**Document source**.
------------------------------------------------------------

Quand Robert Pattinson et Scarlett Johansson donnent la frite

Article publié le 28 mai 2012
Article publié le 28 mai 2012
Quel point commun entre le Britannique Robert Pattinson, et l’Américaine (d’origine danoise) Scarlett Johansson ? Ils font partie des hommes et des femmes les plus désirables au monde. Même si la majorité de leurs admirateurs n’a aucune chance de les rencontrer, beaucoup « ne les chasseraient pas s’ils venaient au bord de leur lit ». Et comment ça se dit en anglais ?

On est bien d’accord, tout ça est purement hypothétique. Mais c’est de cette possibilité, toute virtuelle - que Pattinson ou Johansson vienne prendre place au bord du lit d’un(e) fan - que provient une expression allemande : « Die/Den würde ich nicht von der Bettkante stossen. » (« Lui/elle, je ne le/la chasserais pas du bord de mon lit. ») L’un et l’autre sont sexuellement désirables. On ne le leur dirait pas en face, mais c’est le genre de choses qu’on échange volontiers, à mi-chemin entre le ragot et la confidence, entre amis.

En anglais, de la même façon, on utilise la métaphore du lit : « I wouldn’t kick her out of bed for eating crackers. » (« Je ne la chasserais pas du lit même si elle mangeait des crackers »). Tant pis si quelqu’un laisse des miettes dans le lit (ces horribles miettes qui vont s’insinuer entre le drap et la couette), cette personne est si attirante qu’on lui pardonne tout de suite. En argot, de façon un peu plus obscène, on dit : « I wouldn’t kick her out of bed for farting » - autrement dit, même péter au lit, ça ne fait rien.

------------------------------------------------------------

**Données**.

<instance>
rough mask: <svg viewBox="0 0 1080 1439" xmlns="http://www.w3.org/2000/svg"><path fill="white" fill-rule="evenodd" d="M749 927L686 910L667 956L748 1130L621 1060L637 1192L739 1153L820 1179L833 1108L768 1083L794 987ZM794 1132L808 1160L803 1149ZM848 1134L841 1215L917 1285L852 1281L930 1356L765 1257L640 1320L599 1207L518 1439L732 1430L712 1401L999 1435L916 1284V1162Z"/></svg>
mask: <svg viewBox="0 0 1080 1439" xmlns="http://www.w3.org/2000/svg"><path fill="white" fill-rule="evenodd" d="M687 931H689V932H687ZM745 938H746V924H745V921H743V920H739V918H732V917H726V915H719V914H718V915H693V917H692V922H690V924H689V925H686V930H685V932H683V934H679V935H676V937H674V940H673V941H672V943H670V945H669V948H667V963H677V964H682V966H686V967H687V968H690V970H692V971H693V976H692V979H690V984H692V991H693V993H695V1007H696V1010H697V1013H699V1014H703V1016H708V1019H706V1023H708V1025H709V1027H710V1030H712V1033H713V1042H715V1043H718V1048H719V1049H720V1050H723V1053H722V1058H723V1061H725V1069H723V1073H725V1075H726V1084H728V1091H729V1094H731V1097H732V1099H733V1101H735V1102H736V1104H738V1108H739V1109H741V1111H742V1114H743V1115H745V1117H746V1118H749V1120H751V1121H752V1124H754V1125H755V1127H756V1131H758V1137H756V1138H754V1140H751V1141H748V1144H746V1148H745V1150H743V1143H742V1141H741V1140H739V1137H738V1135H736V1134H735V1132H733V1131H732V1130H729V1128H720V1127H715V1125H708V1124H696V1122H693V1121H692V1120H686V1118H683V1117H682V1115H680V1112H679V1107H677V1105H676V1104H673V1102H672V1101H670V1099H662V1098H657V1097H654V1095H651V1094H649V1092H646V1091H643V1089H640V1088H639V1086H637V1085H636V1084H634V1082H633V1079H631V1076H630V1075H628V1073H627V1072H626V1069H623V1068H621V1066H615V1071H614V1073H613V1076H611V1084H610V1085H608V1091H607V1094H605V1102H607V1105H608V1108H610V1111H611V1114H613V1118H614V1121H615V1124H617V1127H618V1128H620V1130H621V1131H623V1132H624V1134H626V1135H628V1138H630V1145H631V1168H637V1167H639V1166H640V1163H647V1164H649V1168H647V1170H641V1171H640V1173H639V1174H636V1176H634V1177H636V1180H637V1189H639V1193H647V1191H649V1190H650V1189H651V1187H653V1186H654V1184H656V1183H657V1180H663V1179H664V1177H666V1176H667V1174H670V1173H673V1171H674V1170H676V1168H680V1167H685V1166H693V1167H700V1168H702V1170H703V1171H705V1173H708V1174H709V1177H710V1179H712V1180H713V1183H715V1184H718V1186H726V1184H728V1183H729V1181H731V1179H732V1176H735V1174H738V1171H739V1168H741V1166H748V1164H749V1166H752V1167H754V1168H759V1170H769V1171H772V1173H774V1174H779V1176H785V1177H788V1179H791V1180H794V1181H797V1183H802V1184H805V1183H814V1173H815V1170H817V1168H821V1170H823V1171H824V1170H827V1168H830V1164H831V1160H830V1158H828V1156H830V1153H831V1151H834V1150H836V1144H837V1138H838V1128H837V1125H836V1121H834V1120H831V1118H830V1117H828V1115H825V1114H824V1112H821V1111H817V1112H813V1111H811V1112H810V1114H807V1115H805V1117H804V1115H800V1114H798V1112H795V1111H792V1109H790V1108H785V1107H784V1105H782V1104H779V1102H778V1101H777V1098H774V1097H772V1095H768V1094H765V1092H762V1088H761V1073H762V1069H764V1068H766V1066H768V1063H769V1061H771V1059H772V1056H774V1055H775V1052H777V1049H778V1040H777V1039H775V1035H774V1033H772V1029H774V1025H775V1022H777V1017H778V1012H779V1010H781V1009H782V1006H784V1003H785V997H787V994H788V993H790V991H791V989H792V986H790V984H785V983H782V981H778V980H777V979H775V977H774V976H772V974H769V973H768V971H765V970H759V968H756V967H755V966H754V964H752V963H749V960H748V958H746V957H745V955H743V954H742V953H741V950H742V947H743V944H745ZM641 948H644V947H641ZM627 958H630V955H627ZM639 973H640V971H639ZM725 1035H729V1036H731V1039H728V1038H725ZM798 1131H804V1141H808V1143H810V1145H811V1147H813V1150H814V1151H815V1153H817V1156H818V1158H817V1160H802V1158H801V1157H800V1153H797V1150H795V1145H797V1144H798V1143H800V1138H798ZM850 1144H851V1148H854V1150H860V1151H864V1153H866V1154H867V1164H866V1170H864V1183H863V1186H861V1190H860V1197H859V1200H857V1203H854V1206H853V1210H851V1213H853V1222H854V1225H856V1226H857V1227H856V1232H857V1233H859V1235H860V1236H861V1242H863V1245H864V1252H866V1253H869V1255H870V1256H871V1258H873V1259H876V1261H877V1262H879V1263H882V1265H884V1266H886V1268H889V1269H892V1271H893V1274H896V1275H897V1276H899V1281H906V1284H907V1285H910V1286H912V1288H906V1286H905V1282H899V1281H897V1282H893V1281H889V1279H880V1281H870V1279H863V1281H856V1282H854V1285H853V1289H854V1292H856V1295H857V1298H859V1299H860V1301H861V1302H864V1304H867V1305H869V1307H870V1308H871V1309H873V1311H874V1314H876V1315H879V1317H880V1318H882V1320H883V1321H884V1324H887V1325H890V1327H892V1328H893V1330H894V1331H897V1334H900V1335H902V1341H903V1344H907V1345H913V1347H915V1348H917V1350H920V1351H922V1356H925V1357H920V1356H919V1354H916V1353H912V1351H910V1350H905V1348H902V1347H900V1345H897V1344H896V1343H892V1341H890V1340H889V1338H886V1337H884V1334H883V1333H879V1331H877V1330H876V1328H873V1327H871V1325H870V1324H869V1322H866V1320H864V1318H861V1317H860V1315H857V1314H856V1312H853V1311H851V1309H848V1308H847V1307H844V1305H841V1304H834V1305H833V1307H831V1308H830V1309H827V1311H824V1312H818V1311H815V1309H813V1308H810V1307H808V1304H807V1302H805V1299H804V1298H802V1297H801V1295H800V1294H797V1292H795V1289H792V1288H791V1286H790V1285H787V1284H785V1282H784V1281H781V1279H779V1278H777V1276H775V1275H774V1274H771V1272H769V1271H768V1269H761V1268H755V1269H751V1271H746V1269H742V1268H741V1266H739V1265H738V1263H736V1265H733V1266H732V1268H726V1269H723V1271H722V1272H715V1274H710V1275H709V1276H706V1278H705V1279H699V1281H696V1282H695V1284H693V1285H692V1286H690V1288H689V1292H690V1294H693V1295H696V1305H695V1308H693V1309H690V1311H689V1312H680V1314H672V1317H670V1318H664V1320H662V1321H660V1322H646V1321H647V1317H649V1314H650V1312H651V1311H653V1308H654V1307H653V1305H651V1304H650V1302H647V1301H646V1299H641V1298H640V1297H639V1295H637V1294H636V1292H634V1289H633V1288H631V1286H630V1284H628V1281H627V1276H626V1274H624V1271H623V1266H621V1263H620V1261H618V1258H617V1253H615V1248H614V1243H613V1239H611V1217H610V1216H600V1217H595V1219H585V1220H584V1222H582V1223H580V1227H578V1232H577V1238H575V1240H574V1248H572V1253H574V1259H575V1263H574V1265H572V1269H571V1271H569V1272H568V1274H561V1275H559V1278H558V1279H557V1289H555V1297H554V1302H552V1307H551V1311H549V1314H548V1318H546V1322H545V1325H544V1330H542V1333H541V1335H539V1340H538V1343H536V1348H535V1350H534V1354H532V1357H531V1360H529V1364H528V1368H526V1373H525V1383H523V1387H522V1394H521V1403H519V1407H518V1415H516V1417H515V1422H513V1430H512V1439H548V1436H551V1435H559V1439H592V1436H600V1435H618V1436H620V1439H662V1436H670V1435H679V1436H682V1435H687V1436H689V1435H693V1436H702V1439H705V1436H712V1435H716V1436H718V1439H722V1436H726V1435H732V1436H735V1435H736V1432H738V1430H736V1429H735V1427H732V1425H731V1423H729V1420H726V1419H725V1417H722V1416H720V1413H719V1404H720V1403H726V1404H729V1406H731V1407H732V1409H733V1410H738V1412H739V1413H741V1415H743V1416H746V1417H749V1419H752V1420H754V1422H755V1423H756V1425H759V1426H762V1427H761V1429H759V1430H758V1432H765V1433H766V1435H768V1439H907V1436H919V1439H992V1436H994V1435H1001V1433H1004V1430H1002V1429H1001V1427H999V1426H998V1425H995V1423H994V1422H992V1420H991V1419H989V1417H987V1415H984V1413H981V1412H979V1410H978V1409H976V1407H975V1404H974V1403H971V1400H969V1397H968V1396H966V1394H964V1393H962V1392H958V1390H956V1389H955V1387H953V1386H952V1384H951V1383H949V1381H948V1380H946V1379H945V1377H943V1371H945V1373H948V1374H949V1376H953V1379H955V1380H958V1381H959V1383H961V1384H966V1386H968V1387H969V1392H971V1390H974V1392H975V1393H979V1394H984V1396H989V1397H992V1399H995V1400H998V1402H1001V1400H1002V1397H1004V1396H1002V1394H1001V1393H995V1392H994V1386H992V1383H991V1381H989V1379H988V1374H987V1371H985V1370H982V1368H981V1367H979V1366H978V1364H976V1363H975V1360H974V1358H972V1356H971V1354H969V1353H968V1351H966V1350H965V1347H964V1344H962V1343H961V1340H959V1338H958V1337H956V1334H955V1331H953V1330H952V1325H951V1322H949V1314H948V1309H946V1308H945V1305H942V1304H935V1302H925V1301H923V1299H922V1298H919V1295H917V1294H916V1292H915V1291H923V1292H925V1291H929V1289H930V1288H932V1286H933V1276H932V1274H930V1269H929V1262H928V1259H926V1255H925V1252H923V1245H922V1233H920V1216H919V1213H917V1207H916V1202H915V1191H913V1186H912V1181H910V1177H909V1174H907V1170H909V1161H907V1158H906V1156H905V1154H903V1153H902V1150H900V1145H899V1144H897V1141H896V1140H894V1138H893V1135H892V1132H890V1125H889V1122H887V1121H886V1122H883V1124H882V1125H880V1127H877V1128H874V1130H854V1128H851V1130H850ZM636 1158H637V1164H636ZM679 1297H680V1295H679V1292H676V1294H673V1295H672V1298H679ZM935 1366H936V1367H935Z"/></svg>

------------------------------------------------------------

**Consignes**.
**1.** Dans l'article sur les expressions liées au lit, que mange la personne qu'on ne chasserait pas du lit, selon la formule anglaise courante ?
**2.** Poursuivez l'article sur les expressions liées au lit à la suite de sa dernière phrase.

**Corrigé**.
**1.** Des crackers.

**2.**
De son côté, l’Espagnol s’intéresse aux sécrétions corporelles. Là-bas, quand on trouve quelqu’un à croquer, on dit « estás tan buena que te haría un traje de saliva » – littéralement « tu es tellement chaude que je pourrais te faire un habit de salive. » Puisqu’on en est à l’eau à la bouche, parlons des Français, pour qui (vive les stéréotypes) c’est naturellement une histoire de bouffe. « Elle est chaude comme une baraque à frites. » Littéralement traduit dans les autres langues, ce serait plutôt le contraire d’un compliment. L’expression vient du film français Podium. Dans cette comédie, le financier Bernard Frédéric entreprend une carrière parallèle de sosie de star. Il est incarné par un acteur belge, donc la boucle est bouclée côté frites.

Les Polonais non plus ne restent pas de glace dans cette histoire au bord du lit. Du côté de la Vistule on dit : « nim bym nie pogardziła » (« Je ne lui dirais pas non »), quand on croise le chemin d’un ikemen ou autre morceau de choix.